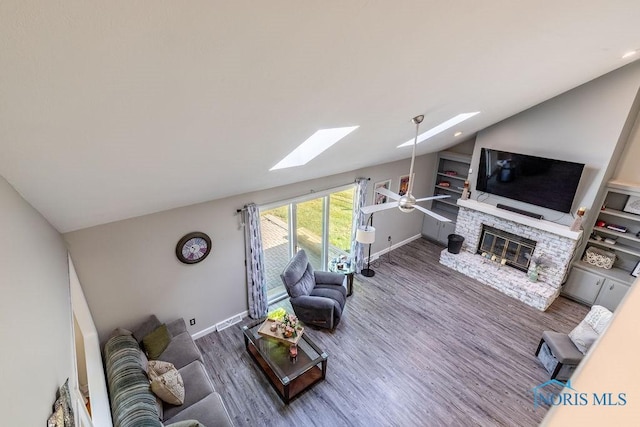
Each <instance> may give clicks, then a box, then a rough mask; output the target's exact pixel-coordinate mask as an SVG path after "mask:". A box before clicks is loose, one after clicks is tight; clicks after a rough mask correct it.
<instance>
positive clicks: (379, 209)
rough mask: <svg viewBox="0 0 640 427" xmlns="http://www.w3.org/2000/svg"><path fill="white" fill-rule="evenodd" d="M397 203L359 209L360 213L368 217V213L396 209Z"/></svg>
mask: <svg viewBox="0 0 640 427" xmlns="http://www.w3.org/2000/svg"><path fill="white" fill-rule="evenodd" d="M397 207H398V202H389V203H380V204H379V205H369V206H363V207H361V208H360V212H362V213H364V214H366V215H368V214H370V213H374V212H378V211H383V210H385V209H391V208H397Z"/></svg>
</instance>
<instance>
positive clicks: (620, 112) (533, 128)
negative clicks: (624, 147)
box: [471, 63, 640, 224]
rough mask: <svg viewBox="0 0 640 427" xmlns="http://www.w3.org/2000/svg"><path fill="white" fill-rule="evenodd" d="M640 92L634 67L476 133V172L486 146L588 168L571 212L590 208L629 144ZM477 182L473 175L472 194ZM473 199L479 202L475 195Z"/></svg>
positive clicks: (603, 77)
mask: <svg viewBox="0 0 640 427" xmlns="http://www.w3.org/2000/svg"><path fill="white" fill-rule="evenodd" d="M639 87H640V63H634V64H631V65H629V66H626V67H624V68H621V69H619V70H617V71H614V72H612V73H609V74H607V75H605V76H603V77H600V78H598V79H596V80H593V81H591V82H589V83H586V84H584V85H582V86H579V87H577V88H575V89H573V90H571V91H569V92H566V93H564V94H562V95H559V96H557V97H555V98H553V99H551V100H549V101H546V102H543V103H542V104H539V105H537V106H535V107H533V108H530V109H529V110H526V111H524V112H522V113H520V114H518V115H516V116H513V117H510V118H508V119H506V120H504V121H502V122H500V123H498V124H496V125H494V126H491V127H490V128H488V129H486V130H483V131H481V132H480V133H479V134H478V136H477V138H476V146H475V150H474V154H473V159H472V166H473V167H474V169H475V168H477V167H478V163H479V160H480V149H481V148H483V147H487V148H494V149H498V150H503V151H511V152H516V153H524V154H531V155H534V156H540V157H549V158H555V159H560V160H568V161H572V162H577V163H584V164H585V165H586V166H585V170H584V172H583V175H582V180H581V183H580V186H579V187H578V191H577V194H576V198H575V201H574V205H573V206H574V207H573V209H572V211H575V210H576V209H577V207H579V206H586V207H588V208H589V209H591V208H592V207H593V206H594V201H595V200H597V195H598V192H599V189H600V186H601V185H602V183H603V180H607V179H608V178H609V177H608V176H607V170H608V168H609V167H610V162H613V165H614V167H615V163H616V161H617V154H616V149H617V148H618V147H620V146H623V145H624V143H625V142H626V137H627V135H626V134H625V131H626V132H628V131H629V130H630V128H631V125H632V124H633V121H634V120H635V112H634V111H633V105H634V100H635V99H636V95H637V93H638V88H639ZM621 139H622V140H621ZM638 150H640V148H638V149H636V151H634V153H636V154H637V153H638ZM619 151H621V150H619ZM636 171H637V168H636ZM636 173H637V172H636ZM609 174H610V172H609ZM476 180H477V173H476V171H475V170H474V173H473V175H472V178H471V181H472V183H471V184H472V189H475V186H476ZM473 197H474V198H477V197H478V192H477V191H474V194H473ZM485 197H486V195H485V196H481V197H480V200H481V201H483V202H485V203H490V204H493V205H495V204H497V203H504V204H507V205H511V206H516V207H519V208H521V209H525V210H529V211H533V212H537V213H541V214H542V215H544V217H545V219H548V220H551V221H556V222H559V223H562V224H570V223H571V222H572V217H571V215H569V214H566V215H563V214H562V213H561V212H556V211H551V210H548V209H544V208H540V207H536V206H533V205H529V204H525V203H521V202H517V201H514V200H510V199H505V198H502V197H499V196H490V197H489V198H488V199H486V198H485Z"/></svg>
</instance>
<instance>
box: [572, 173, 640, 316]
mask: <svg viewBox="0 0 640 427" xmlns="http://www.w3.org/2000/svg"><path fill="white" fill-rule="evenodd" d="M632 197H640V188H639V187H637V186H634V185H631V184H629V183H624V182H620V181H609V183H608V184H607V188H606V191H605V194H604V197H603V199H602V200H601V203H600V204H598V205H596V206H595V207H594V208H596V209H597V208H601V209H600V210H599V211H598V215H597V218H594V219H593V221H594V223H592V224H591V225H590V226H585V234H586V235H589V234H590V237H589V240H588V242H587V245H586V247H587V248H588V247H590V246H593V247H595V248H598V249H601V250H605V251H608V252H612V253H614V254H615V262H614V264H613V268H611V269H605V268H599V267H596V266H595V265H592V264H589V263H587V262H585V261H584V253H583V256H582V259H581V260H579V261H577V262H574V263H573V268H572V269H571V273H570V274H569V277H568V279H567V281H566V283H565V285H564V286H563V288H562V293H563V294H564V295H566V296H568V297H570V298H573V299H575V300H577V301H580V302H583V303H586V304H589V305H591V304H598V305H602V306H604V307H607V308H608V309H610V310H614V309H615V308H616V307H617V306H618V304H619V303H620V301H621V300H622V298H623V297H624V296H625V294H626V293H627V291H628V290H629V288H630V287H631V284H632V283H633V281H634V280H635V277H633V276H632V275H631V272H632V271H633V270H634V268H635V267H636V265H638V262H640V237H637V236H640V215H638V214H635V213H632V212H626V211H625V208H626V207H627V203H628V202H629V200H630V198H632ZM614 228H615V229H618V230H626V231H624V232H622V231H618V230H615V229H614ZM605 239H611V240H609V241H605Z"/></svg>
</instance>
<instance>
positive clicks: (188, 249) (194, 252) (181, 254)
mask: <svg viewBox="0 0 640 427" xmlns="http://www.w3.org/2000/svg"><path fill="white" fill-rule="evenodd" d="M209 252H211V239H210V238H209V236H207V235H206V234H204V233H200V232H198V231H196V232H193V233H188V234H185V236H184V237H183V238H182V239H180V240H179V241H178V244H177V245H176V256H177V257H178V259H179V260H180V261H181V262H184V263H185V264H195V263H197V262H200V261H202V260H203V259H205V258H206V257H207V255H209Z"/></svg>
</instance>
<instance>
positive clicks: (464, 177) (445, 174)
mask: <svg viewBox="0 0 640 427" xmlns="http://www.w3.org/2000/svg"><path fill="white" fill-rule="evenodd" d="M436 175H437V176H441V177H444V178H452V179H457V180H460V181H462V182H463V183H464V181H466V180H467V177H466V176H461V175H447V174H446V173H442V172H437V173H436Z"/></svg>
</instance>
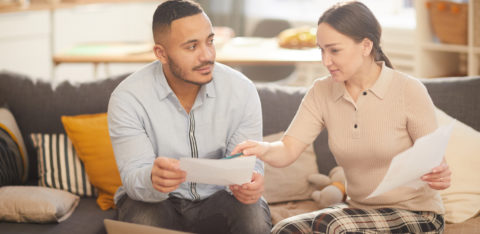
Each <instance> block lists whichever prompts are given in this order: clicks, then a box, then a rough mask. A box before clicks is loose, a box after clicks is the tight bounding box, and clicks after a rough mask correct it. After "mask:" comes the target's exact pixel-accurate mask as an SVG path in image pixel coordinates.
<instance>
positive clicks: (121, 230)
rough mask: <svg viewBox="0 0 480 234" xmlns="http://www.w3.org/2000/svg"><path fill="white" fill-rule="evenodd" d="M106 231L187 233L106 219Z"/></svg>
mask: <svg viewBox="0 0 480 234" xmlns="http://www.w3.org/2000/svg"><path fill="white" fill-rule="evenodd" d="M103 223H104V224H105V229H107V233H108V234H132V233H142V234H186V233H187V232H181V231H175V230H169V229H165V228H159V227H152V226H148V225H142V224H136V223H127V222H122V221H118V220H112V219H104V220H103Z"/></svg>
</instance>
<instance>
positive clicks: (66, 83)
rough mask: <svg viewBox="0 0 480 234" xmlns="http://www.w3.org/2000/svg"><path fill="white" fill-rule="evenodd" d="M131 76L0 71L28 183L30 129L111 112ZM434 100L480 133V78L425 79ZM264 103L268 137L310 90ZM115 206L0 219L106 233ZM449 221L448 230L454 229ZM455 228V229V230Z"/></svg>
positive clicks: (81, 209)
mask: <svg viewBox="0 0 480 234" xmlns="http://www.w3.org/2000/svg"><path fill="white" fill-rule="evenodd" d="M125 77H126V75H122V76H117V77H112V78H109V79H105V80H99V81H96V82H89V83H82V84H79V85H72V84H70V83H67V82H64V83H61V84H59V85H58V86H57V87H56V88H55V89H53V88H52V85H51V84H50V83H46V82H33V81H32V80H31V79H29V77H26V76H23V75H19V74H14V73H10V72H5V71H4V72H0V105H2V104H7V105H8V107H9V109H10V110H11V112H12V113H13V115H14V116H15V118H16V120H17V123H18V125H19V128H20V130H21V132H22V134H23V137H24V140H25V143H26V147H27V152H28V155H29V159H30V171H29V180H28V184H30V185H36V184H37V180H38V178H37V177H38V173H37V165H36V164H37V156H36V151H35V149H34V148H33V145H32V142H31V140H30V139H29V138H28V137H27V136H29V134H30V133H35V132H37V133H38V132H41V133H64V132H65V131H64V129H63V126H62V123H61V121H60V116H61V115H77V114H86V113H100V112H105V111H106V110H107V103H108V99H109V95H110V93H111V92H112V90H113V89H114V88H115V87H116V85H117V84H118V83H119V82H120V81H121V80H123V79H124V78H125ZM423 82H424V83H425V84H426V86H427V88H428V91H429V92H430V94H431V96H432V98H433V100H434V102H435V104H436V105H437V106H438V107H439V108H441V109H443V110H444V111H445V112H446V113H448V114H449V115H451V116H453V117H455V118H457V119H458V120H460V121H462V122H464V123H466V124H468V125H470V126H472V127H473V128H475V129H476V130H478V131H480V77H474V78H467V77H462V78H448V79H447V78H444V79H429V80H423ZM257 87H258V92H259V95H260V98H261V102H262V109H263V120H264V129H263V133H264V135H269V134H272V133H277V132H279V131H282V130H285V129H286V128H287V127H288V125H289V123H290V121H291V119H292V118H293V116H294V114H295V112H296V110H297V107H298V106H299V103H300V101H301V99H302V97H303V95H304V94H305V92H306V90H307V89H306V88H299V87H285V86H277V85H268V84H262V85H257ZM326 134H327V133H326V132H324V133H322V134H321V135H320V136H319V137H318V139H317V140H316V141H315V144H314V149H315V153H316V155H317V162H319V163H318V166H319V171H320V173H324V174H328V172H329V171H330V169H331V168H333V167H334V166H335V165H336V163H335V160H334V159H333V157H332V155H331V153H330V151H329V149H328V145H327V141H326V139H327V138H326ZM115 217H116V212H115V211H114V210H108V211H102V210H100V208H98V206H97V204H96V202H95V198H81V200H80V204H79V206H78V207H77V208H76V210H75V212H74V213H73V214H72V216H71V217H70V218H68V219H67V220H66V221H64V222H61V223H58V224H57V223H51V224H31V223H9V222H0V232H1V233H70V234H75V233H105V229H104V227H103V219H106V218H109V219H115ZM479 220H480V218H479V217H477V218H474V219H471V220H469V221H468V222H467V223H465V224H463V223H462V224H454V225H453V226H452V225H450V226H451V227H452V229H451V230H452V231H448V232H450V233H459V232H453V230H457V231H458V230H463V229H465V228H467V230H470V231H467V232H465V233H473V232H471V231H472V230H475V228H477V229H476V230H477V231H479V230H478V226H479V224H480V221H479ZM450 226H449V225H447V229H448V228H449V227H450ZM455 228H456V229H455Z"/></svg>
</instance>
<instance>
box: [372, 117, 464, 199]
mask: <svg viewBox="0 0 480 234" xmlns="http://www.w3.org/2000/svg"><path fill="white" fill-rule="evenodd" d="M454 124H455V120H454V121H452V122H451V123H450V124H448V125H444V126H441V127H439V128H438V129H437V130H435V131H434V132H432V133H430V134H428V135H426V136H423V137H421V138H419V139H417V141H416V142H415V144H414V145H413V146H412V147H411V148H409V149H407V150H405V151H403V152H402V153H400V154H398V155H397V156H395V157H394V158H393V160H392V162H391V164H390V167H389V168H388V171H387V173H386V174H385V177H383V180H382V181H381V182H380V184H379V185H378V186H377V188H376V189H375V190H374V191H373V192H372V193H371V194H370V195H368V197H367V198H371V197H375V196H378V195H380V194H382V193H385V192H388V191H390V190H392V189H394V188H397V187H399V186H408V187H412V188H415V189H416V188H419V187H421V186H422V185H424V184H425V183H426V182H425V181H422V180H421V179H420V177H421V176H422V175H424V174H426V173H428V172H430V171H431V170H432V169H433V168H435V167H437V166H438V165H440V163H441V162H442V160H443V157H444V156H445V151H446V149H447V144H448V140H449V139H450V135H451V133H452V129H453V126H454Z"/></svg>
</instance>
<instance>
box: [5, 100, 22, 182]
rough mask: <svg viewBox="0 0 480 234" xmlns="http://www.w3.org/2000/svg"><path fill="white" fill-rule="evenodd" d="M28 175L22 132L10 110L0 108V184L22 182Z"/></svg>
mask: <svg viewBox="0 0 480 234" xmlns="http://www.w3.org/2000/svg"><path fill="white" fill-rule="evenodd" d="M27 177H28V156H27V152H26V148H25V143H24V142H23V137H22V133H21V132H20V129H19V128H18V126H17V122H16V121H15V118H14V117H13V115H12V113H11V112H10V110H8V109H7V108H6V107H2V108H0V186H2V185H15V184H23V183H25V182H26V181H27Z"/></svg>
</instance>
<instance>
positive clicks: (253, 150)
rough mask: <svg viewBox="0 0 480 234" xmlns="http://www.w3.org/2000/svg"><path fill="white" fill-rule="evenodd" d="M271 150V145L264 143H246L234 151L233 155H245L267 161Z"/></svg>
mask: <svg viewBox="0 0 480 234" xmlns="http://www.w3.org/2000/svg"><path fill="white" fill-rule="evenodd" d="M269 149H270V143H268V142H263V141H252V140H247V141H244V142H242V143H240V144H238V145H237V146H235V148H234V149H233V151H232V153H231V154H237V153H240V152H241V153H243V155H245V156H257V158H259V159H261V160H262V161H265V155H266V154H267V152H268V150H269Z"/></svg>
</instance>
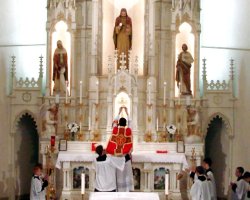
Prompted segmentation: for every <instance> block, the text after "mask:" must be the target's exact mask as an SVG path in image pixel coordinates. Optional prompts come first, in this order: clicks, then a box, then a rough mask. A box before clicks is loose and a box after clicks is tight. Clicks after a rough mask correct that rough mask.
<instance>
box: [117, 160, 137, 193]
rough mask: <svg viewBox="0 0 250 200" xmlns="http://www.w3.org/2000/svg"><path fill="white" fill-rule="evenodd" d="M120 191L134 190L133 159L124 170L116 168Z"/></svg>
mask: <svg viewBox="0 0 250 200" xmlns="http://www.w3.org/2000/svg"><path fill="white" fill-rule="evenodd" d="M116 175H117V190H118V192H129V191H133V190H134V181H133V171H132V164H131V160H129V161H127V162H126V164H125V167H124V170H123V171H121V170H119V169H117V170H116Z"/></svg>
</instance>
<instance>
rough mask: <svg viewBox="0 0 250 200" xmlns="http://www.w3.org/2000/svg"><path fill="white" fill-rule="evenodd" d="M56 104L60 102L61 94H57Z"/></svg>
mask: <svg viewBox="0 0 250 200" xmlns="http://www.w3.org/2000/svg"><path fill="white" fill-rule="evenodd" d="M55 102H56V104H58V103H59V102H60V96H59V94H56V100H55Z"/></svg>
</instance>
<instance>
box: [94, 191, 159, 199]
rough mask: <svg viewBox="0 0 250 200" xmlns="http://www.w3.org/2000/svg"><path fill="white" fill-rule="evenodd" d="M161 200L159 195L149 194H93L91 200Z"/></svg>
mask: <svg viewBox="0 0 250 200" xmlns="http://www.w3.org/2000/svg"><path fill="white" fill-rule="evenodd" d="M118 199H119V200H140V199H144V200H160V199H159V195H158V194H157V193H149V192H144V193H142V192H133V193H128V192H98V193H97V192H91V193H90V196H89V200H118Z"/></svg>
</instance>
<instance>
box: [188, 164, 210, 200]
mask: <svg viewBox="0 0 250 200" xmlns="http://www.w3.org/2000/svg"><path fill="white" fill-rule="evenodd" d="M196 174H197V177H198V178H197V179H196V180H195V182H194V184H193V185H192V187H191V189H190V196H191V199H192V200H211V194H210V191H209V183H208V181H207V178H206V176H205V170H204V169H203V167H202V166H198V167H196Z"/></svg>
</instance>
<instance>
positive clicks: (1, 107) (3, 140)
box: [0, 0, 46, 198]
mask: <svg viewBox="0 0 250 200" xmlns="http://www.w3.org/2000/svg"><path fill="white" fill-rule="evenodd" d="M0 19H1V23H0V30H1V31H0V74H1V75H0V84H1V87H0V121H1V123H0V130H1V131H0V138H1V139H0V148H1V152H0V163H1V165H0V198H4V197H7V196H9V194H11V195H12V198H13V188H14V187H13V186H14V184H15V180H14V179H13V174H12V173H11V171H12V170H13V163H11V160H12V157H13V156H14V152H12V151H13V150H12V149H13V141H12V139H13V138H12V137H11V136H10V133H9V132H10V131H9V130H10V125H9V124H8V119H9V117H10V116H9V115H8V114H9V110H10V109H11V108H10V107H9V106H8V105H9V104H8V101H9V99H8V98H7V96H6V95H7V94H9V83H8V77H9V75H10V74H9V71H10V61H11V56H12V55H15V56H16V60H17V62H16V65H17V66H16V67H17V76H19V77H35V78H38V69H39V58H38V57H39V56H41V55H43V56H45V53H46V45H45V44H46V29H45V26H46V1H44V0H36V1H33V0H22V1H20V0H8V1H1V3H0ZM44 63H46V62H45V60H44ZM13 171H14V170H13Z"/></svg>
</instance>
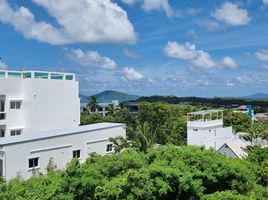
══════════
■ PROMPT:
Exactly as written, repeat the lines of the material above from the first through the line holding "positive clicks: (379, 209)", with both ends in the copy and no pictures.

■ REPLY:
Each <instance> may give clicks, then a box, then a rough mask; output the target's exact pixel-coordinate mask as an SVG path after "mask:". A box before clicks is loose, one after clicks is tight; clicks after a rough mask correct it.
<instance>
positive clicks: (379, 209)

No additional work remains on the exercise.